## Action item:
If a line in the data holds the string "sweater", list it.

## Dataset excerpts:
━━━━━━━━━━━━━━━━━━━━━━━━━━━━━━
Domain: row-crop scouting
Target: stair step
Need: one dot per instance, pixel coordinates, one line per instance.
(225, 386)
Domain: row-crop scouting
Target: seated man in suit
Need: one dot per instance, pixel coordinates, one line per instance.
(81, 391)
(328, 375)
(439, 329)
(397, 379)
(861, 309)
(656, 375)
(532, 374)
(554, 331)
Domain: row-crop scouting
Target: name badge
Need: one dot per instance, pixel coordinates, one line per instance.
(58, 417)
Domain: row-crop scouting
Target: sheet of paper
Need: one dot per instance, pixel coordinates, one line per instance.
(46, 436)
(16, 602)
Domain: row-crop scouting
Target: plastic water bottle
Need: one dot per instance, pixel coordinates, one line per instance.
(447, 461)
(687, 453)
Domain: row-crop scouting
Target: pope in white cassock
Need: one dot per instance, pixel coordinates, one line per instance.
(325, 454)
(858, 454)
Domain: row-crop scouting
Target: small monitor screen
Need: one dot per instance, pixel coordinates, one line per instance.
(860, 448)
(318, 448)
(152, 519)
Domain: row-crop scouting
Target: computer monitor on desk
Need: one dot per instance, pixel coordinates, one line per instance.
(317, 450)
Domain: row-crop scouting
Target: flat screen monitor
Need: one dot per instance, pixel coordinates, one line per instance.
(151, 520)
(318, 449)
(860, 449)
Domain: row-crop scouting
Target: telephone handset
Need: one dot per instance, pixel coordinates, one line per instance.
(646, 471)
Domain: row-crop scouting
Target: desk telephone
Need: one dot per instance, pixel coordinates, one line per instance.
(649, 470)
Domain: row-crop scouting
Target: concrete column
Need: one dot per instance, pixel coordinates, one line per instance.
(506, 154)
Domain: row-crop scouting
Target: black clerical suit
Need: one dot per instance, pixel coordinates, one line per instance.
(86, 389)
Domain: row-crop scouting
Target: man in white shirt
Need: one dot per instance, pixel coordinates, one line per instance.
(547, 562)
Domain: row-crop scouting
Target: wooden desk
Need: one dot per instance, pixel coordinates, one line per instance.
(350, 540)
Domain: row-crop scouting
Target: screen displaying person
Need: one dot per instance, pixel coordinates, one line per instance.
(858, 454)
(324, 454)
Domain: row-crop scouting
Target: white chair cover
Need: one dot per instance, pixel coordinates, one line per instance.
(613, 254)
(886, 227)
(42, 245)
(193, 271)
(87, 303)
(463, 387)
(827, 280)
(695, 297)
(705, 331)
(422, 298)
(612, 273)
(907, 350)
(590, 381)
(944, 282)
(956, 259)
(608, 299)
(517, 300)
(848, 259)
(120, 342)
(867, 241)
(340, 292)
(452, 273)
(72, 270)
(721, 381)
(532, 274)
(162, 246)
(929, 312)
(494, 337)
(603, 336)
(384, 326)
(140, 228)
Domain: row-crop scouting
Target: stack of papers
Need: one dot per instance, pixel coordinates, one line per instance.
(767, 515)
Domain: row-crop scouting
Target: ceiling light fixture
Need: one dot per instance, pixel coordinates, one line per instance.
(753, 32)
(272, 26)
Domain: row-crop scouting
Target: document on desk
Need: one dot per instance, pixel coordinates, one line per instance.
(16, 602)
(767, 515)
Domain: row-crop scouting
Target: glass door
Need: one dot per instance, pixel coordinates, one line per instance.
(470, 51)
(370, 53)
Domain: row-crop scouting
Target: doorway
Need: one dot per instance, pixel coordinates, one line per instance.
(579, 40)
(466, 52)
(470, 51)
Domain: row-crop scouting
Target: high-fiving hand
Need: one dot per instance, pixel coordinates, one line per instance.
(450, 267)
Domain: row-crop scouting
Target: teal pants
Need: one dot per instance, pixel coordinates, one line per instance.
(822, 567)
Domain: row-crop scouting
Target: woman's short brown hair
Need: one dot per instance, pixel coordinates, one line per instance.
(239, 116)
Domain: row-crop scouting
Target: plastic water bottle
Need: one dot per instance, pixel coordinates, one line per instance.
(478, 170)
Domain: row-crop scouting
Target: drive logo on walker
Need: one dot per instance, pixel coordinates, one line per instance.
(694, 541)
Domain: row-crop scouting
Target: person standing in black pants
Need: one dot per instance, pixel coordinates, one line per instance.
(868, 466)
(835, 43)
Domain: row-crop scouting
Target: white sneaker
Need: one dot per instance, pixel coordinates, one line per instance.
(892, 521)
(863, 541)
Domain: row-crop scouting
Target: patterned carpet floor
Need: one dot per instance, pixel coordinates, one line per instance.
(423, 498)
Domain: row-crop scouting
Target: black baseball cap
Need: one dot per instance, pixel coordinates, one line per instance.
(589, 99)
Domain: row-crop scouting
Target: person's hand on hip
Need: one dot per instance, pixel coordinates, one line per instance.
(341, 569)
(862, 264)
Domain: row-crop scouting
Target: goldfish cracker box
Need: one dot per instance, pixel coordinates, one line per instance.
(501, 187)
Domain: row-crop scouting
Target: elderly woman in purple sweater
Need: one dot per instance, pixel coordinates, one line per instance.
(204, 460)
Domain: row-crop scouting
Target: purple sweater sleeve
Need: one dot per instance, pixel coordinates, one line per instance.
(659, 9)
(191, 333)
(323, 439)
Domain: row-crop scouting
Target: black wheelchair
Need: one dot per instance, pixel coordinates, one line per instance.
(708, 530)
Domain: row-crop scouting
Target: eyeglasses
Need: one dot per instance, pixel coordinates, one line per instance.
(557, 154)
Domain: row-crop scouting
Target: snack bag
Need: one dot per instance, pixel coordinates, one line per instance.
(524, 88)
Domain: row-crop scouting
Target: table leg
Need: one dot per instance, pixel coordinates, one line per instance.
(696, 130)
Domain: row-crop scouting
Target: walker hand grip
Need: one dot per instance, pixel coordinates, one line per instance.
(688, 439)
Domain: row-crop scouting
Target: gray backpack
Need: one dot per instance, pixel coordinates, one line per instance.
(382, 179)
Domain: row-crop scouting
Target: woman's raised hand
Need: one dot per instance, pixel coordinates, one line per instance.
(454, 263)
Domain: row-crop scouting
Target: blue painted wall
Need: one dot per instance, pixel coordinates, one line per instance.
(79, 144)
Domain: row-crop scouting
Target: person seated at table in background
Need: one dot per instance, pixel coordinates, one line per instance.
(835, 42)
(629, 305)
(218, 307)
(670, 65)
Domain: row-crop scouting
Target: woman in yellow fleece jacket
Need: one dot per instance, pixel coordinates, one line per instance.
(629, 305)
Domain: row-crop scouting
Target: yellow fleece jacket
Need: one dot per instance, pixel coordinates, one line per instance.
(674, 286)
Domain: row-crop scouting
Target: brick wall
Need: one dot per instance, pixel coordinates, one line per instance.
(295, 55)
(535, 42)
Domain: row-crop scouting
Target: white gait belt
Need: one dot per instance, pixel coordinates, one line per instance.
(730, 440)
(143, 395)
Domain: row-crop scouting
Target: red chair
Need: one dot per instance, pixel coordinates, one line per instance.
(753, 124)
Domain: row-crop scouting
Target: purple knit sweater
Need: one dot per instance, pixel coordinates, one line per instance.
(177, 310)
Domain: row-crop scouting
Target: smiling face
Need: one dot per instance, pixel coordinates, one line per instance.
━━━━━━━━━━━━━━━━━━━━━━━━━━━━━━
## Solution for this exercise:
Target: elderly woman in purple sweater
Target: purple sweater sleeve
Target: purple knit sweater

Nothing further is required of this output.